Stated goal A
Report every line of the rows below that contains the string "gabled", matching case exactly.

Gunmen ambushed a U.S. military convoy in northern Iraq on Monday, killing an American soldier and wounding four others. Also, four soldiers were wounded in what appeared to be a land-mine attack in a wealthy Baghdad neighborhood, military officials and witnesses said.

It was one of the most violent days for U.S. troops since the war ended last month.

In the north, unidentified attackers opened fire on an eight-vehicle convoy on a resupply mission to a base near the town of Hadithah, about 120 miles north of Baghdad, the U.S. Central Command said in a statement.

The command said the ambush happened at 6:15 a.m. and that the troops belonged to the 3rd Armored Cavalry Regiment.

The gunmen used machine guns and rocket-propelled grenades in the attack, the latest of several on coalition forces this month. The statement said helicopters were immediately dispatched to the area to find the assailants.

The names of the two soldiers were withheld pending notification of their families.

In the well-off Baghdad neighborhood of Yarmouk, witnesses said they heard several explosions and a 15-minute burst of gunfire Monday afternoon along the road to the airport, west of the capital.

A U.S. soldier near the scene said it was an ambush and that at least one Humvee was destroyed.

Stated goal B
Decide whether each statement agrees with the news report on the attacks in Iraq, answering yes or no and quoting the deciding words of the report: (i) The ambush in the north took place at 6:15 a.m. (ii) The convoy attacked in the north was made up of ten vehicles. (iii) The gunmen in the north used machine guns and rocket-propelled grenades.

Provided entries
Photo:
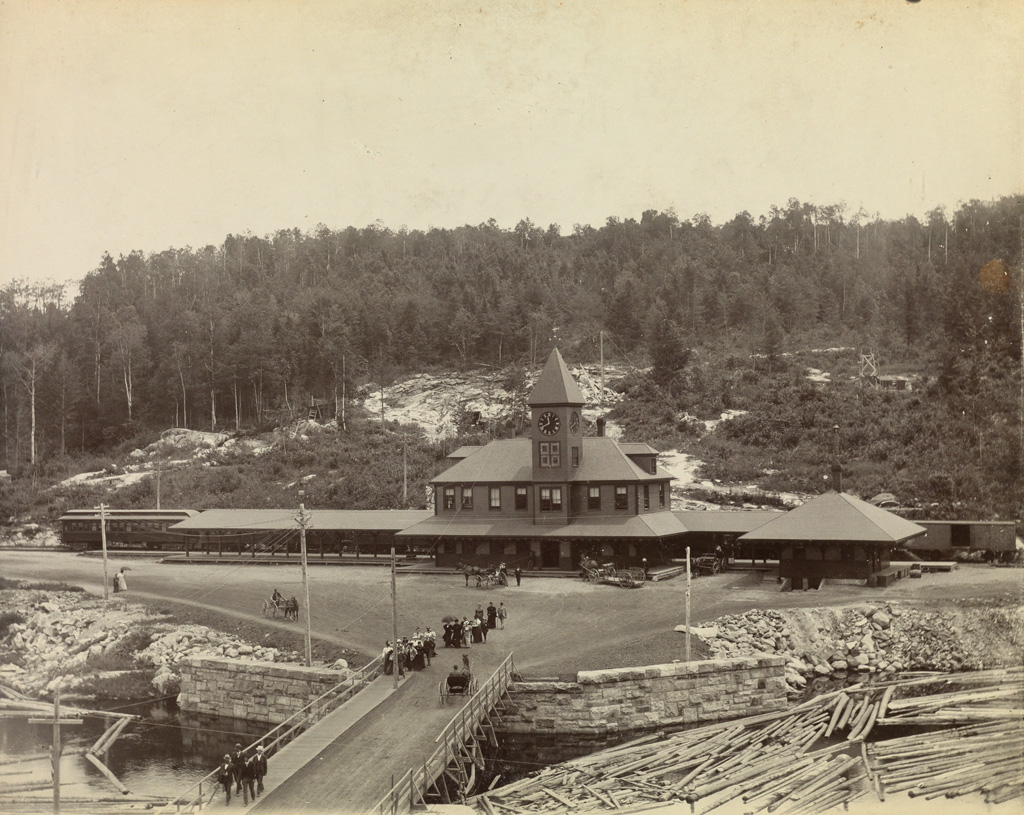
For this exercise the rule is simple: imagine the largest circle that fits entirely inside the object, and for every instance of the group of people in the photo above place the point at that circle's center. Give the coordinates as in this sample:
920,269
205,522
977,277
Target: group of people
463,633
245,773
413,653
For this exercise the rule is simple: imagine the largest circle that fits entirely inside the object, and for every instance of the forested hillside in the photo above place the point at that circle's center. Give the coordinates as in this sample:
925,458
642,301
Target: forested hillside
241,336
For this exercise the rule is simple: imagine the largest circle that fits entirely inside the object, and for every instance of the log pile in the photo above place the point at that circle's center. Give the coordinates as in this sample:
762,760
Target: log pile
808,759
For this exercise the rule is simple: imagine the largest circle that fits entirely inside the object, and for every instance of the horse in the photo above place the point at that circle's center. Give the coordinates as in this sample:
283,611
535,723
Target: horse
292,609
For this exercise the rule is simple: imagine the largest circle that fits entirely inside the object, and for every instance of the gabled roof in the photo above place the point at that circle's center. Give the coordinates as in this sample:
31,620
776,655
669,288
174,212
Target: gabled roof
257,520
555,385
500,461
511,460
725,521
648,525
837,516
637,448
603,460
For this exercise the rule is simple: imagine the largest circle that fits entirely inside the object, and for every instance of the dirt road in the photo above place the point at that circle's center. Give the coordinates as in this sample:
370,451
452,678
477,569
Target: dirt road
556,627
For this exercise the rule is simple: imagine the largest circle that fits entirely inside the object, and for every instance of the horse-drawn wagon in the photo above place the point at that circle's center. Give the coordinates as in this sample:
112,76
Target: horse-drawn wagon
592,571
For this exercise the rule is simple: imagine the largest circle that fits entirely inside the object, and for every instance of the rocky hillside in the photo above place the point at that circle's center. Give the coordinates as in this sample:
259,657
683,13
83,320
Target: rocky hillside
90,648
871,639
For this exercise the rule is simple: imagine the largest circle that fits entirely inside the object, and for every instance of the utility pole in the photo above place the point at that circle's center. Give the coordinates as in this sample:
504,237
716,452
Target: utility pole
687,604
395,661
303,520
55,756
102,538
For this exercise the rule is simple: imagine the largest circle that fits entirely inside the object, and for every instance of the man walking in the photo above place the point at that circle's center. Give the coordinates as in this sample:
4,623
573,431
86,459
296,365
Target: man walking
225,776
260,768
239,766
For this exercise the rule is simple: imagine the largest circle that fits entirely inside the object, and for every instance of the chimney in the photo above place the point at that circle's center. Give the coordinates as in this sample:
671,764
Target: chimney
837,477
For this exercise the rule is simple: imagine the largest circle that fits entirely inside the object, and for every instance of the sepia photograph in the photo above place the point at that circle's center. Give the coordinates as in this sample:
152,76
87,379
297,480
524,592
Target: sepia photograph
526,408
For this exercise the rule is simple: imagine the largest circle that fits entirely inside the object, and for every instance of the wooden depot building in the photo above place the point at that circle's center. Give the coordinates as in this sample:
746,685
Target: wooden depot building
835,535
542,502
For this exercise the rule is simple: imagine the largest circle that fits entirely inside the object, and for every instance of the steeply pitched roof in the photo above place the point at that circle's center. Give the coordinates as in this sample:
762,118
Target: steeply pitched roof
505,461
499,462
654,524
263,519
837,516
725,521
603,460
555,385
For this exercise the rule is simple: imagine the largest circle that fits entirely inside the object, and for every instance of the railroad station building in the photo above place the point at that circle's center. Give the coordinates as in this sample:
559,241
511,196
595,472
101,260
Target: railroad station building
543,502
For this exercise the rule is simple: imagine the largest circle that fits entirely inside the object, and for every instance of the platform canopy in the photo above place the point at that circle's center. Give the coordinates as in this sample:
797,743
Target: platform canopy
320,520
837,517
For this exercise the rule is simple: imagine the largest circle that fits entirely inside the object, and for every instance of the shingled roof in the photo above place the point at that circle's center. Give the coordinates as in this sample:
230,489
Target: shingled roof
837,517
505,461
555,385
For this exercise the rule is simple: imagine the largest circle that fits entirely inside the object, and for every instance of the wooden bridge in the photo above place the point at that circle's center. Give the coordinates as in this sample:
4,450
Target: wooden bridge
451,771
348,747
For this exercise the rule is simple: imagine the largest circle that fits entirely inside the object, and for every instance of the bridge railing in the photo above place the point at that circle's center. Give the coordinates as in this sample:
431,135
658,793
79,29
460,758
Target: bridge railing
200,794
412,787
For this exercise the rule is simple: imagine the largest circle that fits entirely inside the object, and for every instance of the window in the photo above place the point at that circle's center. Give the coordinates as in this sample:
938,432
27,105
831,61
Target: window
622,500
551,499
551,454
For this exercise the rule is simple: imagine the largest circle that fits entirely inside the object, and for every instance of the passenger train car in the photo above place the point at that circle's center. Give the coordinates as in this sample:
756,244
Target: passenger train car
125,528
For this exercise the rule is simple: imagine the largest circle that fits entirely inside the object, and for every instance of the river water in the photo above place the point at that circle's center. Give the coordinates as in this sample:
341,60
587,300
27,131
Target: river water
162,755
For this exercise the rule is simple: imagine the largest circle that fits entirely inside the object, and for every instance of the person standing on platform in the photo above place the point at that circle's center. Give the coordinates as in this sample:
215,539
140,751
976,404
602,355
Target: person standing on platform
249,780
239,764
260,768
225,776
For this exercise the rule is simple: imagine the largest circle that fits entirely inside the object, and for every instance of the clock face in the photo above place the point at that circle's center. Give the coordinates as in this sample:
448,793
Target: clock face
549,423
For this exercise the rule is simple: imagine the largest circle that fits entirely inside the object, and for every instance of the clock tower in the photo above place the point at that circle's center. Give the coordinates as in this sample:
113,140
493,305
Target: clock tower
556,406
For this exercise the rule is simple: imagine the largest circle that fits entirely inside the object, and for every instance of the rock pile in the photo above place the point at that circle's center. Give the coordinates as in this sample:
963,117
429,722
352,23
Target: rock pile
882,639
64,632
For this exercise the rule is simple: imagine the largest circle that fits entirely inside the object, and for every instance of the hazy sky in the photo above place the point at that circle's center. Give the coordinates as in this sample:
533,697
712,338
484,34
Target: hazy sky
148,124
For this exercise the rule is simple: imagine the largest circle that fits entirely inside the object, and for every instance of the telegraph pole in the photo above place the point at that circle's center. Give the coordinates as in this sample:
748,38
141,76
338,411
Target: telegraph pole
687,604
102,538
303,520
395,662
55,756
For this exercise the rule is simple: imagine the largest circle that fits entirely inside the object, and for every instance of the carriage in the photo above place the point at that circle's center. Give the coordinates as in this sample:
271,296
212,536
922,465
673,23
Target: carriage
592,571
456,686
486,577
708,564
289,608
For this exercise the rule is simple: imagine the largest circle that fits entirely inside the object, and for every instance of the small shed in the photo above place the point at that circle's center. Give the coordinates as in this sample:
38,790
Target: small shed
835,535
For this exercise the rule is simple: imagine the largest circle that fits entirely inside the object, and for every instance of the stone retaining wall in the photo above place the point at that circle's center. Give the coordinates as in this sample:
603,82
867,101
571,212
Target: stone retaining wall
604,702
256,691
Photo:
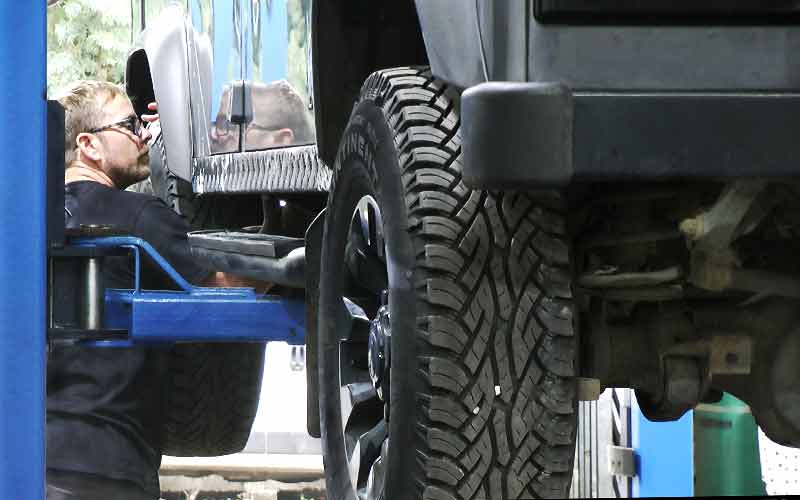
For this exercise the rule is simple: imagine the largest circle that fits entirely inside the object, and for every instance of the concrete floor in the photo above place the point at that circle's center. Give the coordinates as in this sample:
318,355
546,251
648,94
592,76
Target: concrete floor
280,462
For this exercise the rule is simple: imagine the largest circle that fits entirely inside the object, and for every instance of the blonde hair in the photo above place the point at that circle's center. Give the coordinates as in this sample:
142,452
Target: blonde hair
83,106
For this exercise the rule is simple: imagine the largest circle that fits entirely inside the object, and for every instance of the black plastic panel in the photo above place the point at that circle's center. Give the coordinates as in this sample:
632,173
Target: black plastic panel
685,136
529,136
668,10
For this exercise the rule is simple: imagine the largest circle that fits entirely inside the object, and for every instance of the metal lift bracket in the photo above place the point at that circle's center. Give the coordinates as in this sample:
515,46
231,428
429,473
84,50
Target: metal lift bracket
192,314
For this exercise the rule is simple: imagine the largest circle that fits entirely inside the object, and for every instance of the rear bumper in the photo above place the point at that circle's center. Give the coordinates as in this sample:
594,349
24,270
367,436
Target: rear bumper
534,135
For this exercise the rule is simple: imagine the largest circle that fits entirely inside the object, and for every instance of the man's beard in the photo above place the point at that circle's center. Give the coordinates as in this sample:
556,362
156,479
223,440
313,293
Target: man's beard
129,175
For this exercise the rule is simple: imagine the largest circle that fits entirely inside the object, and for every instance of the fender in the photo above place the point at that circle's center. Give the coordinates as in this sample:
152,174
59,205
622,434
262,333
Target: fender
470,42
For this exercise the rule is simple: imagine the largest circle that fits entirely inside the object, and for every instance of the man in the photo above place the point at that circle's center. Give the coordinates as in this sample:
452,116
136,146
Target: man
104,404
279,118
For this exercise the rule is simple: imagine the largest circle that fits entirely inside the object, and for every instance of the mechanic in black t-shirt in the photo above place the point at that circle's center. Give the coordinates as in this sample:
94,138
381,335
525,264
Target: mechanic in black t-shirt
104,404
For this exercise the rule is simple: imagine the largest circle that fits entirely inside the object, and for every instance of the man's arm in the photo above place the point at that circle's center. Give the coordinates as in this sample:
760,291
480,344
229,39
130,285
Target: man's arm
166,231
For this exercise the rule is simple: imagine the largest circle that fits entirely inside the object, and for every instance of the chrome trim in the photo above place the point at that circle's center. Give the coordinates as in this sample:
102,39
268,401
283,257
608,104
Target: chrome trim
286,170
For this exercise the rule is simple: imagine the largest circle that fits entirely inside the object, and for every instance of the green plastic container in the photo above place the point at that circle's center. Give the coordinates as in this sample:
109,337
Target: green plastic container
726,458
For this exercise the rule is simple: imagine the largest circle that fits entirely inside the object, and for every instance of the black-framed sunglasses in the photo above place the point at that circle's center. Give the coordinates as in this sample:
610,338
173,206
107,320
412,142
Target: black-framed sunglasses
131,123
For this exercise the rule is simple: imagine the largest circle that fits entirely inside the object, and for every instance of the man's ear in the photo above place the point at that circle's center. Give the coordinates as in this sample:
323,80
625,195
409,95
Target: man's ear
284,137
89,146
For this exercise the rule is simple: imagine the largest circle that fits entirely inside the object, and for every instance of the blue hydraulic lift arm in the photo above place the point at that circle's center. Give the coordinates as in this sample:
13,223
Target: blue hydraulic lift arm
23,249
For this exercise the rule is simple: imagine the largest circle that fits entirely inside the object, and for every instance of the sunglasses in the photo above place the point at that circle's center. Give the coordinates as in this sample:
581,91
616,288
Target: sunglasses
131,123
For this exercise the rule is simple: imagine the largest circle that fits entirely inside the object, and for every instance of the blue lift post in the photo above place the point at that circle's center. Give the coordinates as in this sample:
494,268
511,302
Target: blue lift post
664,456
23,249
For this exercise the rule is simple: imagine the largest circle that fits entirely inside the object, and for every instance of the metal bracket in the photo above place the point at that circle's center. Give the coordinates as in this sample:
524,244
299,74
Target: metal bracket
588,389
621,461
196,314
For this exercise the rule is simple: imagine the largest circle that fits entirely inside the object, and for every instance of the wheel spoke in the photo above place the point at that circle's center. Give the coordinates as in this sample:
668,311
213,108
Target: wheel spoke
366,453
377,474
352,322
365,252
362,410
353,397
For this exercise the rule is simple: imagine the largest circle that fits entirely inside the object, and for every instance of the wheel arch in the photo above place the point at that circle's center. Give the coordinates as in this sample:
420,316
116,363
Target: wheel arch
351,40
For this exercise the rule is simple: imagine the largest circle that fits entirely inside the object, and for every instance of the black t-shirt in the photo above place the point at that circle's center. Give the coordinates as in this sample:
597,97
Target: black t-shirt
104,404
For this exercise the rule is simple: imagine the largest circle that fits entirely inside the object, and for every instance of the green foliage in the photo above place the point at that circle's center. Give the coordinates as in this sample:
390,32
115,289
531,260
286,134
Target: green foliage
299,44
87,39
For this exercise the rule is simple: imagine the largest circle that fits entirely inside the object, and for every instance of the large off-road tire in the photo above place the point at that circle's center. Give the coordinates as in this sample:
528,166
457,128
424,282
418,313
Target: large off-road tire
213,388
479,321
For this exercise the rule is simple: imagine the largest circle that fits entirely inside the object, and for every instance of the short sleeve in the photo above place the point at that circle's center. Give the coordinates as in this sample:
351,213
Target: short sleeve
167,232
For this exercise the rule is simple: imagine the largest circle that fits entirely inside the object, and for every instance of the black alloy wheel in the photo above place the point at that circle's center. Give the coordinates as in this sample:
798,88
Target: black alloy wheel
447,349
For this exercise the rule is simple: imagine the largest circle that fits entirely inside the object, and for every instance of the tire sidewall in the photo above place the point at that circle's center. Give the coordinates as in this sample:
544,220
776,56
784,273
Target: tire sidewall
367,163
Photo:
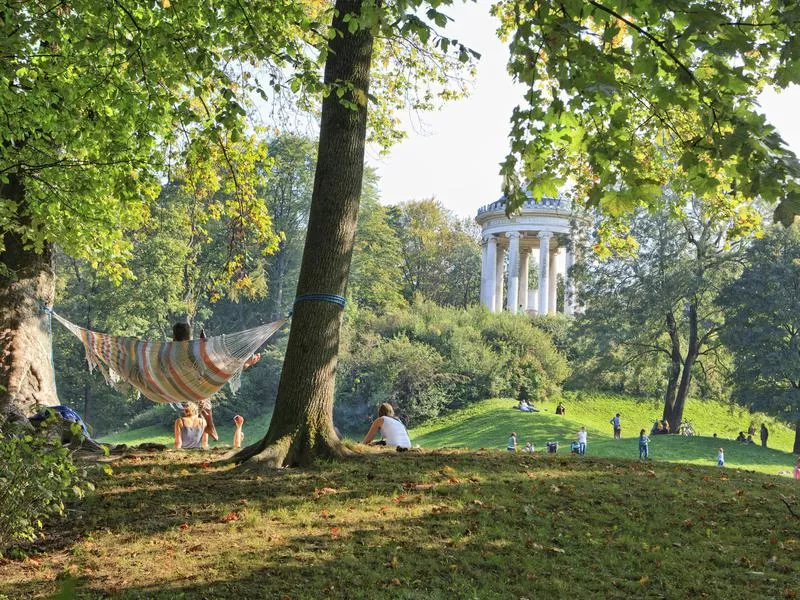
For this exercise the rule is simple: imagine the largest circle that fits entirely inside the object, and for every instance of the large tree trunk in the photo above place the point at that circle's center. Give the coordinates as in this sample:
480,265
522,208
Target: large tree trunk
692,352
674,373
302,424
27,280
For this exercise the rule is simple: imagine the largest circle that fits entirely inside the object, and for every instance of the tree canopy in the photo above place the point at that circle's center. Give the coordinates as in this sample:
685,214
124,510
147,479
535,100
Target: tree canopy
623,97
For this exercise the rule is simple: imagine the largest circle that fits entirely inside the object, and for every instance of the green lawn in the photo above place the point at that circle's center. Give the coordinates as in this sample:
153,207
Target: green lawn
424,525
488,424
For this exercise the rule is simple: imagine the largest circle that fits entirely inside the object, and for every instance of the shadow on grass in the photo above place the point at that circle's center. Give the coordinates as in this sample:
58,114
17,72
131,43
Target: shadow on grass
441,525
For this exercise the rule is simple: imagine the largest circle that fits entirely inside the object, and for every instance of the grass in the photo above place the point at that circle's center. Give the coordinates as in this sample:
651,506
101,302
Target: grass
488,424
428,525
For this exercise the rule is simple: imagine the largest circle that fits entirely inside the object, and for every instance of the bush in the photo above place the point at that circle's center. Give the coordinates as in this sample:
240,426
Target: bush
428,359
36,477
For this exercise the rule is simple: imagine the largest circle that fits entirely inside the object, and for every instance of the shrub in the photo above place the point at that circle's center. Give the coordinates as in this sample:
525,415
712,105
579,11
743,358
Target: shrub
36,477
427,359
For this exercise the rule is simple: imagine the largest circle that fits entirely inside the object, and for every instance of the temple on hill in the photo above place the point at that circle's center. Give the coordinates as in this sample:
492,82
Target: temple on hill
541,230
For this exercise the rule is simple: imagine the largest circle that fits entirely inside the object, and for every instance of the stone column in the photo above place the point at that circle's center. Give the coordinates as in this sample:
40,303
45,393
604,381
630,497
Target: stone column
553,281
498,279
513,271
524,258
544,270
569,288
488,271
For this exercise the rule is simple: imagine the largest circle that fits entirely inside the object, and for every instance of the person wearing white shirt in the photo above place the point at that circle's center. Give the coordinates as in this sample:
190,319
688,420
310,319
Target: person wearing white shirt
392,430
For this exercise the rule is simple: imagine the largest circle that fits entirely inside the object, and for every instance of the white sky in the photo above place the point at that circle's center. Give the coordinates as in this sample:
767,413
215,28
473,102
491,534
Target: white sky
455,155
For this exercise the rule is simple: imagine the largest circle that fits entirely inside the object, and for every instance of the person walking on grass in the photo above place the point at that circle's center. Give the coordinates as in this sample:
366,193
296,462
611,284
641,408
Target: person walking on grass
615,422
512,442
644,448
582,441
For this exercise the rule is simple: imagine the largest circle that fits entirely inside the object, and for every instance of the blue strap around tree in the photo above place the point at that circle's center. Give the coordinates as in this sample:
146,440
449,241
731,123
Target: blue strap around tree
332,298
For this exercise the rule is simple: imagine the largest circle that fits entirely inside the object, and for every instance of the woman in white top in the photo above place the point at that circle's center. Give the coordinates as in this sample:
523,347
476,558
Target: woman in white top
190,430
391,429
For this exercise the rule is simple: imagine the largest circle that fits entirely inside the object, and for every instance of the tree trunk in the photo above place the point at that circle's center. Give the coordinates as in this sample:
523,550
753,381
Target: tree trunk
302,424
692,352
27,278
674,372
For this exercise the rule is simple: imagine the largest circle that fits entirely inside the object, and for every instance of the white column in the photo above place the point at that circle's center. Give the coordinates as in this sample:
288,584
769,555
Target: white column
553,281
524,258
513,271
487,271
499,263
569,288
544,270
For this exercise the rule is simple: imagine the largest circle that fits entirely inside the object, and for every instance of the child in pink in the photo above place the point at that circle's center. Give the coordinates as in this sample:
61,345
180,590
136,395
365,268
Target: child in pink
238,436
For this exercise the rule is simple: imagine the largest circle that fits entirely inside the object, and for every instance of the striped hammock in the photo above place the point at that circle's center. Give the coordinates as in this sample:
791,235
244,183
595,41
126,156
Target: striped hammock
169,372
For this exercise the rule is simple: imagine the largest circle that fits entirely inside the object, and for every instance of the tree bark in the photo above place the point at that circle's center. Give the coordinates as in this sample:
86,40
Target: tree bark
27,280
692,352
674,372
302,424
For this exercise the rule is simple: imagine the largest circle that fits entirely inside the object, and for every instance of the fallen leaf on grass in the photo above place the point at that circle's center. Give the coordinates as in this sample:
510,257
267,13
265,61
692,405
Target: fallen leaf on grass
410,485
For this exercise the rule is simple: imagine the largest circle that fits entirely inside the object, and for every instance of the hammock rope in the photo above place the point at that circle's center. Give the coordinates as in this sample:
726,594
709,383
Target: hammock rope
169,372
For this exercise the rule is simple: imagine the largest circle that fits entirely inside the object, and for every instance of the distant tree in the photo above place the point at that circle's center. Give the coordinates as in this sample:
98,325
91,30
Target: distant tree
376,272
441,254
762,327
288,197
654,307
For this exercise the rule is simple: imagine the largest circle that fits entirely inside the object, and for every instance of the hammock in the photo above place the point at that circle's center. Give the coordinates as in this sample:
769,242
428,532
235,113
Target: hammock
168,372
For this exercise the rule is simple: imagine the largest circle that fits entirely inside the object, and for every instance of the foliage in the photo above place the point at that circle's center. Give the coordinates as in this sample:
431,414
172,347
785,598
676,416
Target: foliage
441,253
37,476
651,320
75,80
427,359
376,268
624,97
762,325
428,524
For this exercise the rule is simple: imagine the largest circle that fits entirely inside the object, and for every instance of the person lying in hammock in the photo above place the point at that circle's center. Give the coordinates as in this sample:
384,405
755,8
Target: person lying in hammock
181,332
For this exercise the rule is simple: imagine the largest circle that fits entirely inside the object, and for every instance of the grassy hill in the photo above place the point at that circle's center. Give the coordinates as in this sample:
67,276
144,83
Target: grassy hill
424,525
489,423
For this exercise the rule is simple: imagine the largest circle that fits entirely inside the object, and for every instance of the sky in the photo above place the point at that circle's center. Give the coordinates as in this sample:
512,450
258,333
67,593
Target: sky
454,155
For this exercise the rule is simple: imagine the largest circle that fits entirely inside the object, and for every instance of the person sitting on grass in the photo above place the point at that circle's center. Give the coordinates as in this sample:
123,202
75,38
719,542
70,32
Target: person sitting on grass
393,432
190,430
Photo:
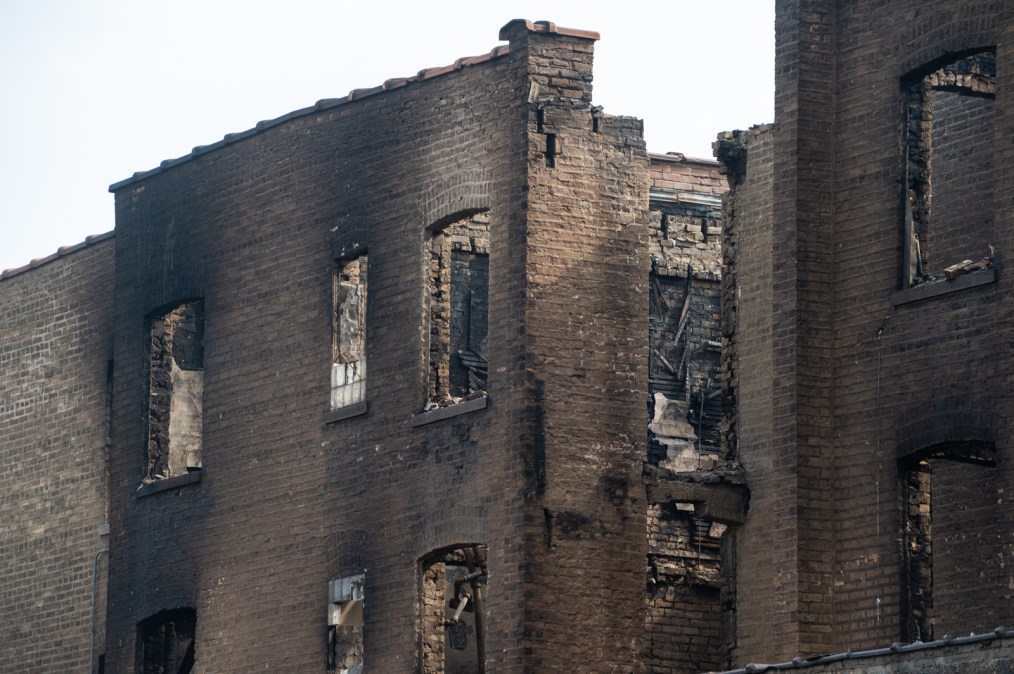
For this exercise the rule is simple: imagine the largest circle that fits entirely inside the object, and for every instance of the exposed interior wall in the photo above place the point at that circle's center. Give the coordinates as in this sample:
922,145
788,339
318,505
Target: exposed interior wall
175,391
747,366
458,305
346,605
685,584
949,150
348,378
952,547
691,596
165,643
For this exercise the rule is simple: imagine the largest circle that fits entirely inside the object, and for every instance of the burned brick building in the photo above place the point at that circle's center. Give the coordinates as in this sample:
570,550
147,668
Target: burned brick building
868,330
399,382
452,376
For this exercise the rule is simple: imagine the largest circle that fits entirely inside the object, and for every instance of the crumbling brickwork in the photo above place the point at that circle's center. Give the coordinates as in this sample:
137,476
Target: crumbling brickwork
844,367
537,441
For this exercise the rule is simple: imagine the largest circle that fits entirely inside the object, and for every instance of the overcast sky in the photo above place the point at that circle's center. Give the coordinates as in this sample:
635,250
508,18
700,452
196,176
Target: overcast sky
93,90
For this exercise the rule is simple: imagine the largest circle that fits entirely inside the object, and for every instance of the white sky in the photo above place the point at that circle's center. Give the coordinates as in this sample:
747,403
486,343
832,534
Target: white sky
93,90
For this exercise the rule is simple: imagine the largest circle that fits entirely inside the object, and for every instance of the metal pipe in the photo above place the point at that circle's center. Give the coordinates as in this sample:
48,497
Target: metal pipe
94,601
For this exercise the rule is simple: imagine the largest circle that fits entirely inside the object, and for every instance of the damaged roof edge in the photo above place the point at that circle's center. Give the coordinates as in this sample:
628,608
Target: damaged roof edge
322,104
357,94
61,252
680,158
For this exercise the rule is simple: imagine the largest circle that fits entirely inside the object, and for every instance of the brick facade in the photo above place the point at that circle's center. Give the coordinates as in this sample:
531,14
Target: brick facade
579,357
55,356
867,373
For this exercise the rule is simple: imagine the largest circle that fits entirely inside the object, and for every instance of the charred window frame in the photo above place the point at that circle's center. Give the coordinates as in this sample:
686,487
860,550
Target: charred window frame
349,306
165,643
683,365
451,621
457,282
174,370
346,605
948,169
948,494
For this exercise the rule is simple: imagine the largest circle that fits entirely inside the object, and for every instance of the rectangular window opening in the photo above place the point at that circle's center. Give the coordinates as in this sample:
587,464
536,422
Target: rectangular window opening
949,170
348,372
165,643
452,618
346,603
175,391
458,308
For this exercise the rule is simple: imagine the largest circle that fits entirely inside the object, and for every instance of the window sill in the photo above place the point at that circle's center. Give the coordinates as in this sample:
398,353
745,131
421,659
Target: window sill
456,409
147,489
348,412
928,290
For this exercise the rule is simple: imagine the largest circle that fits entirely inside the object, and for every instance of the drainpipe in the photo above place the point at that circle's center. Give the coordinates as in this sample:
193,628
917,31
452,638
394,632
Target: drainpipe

Problem solution A
For this exercise the rule is simple: imagine the largest circle that fits entirely inside the object, and for every instance of the gabled roof in the photo above place the point at that circle's center. Give the coordinates as in this sample:
Target: gabled roof

Problem solution B
(i) Yes: "the ambush happened at 6:15 a.m."
(ii) No: "an eight-vehicle convoy"
(iii) Yes: "The gunmen used machine guns and rocket-propelled grenades in the attack"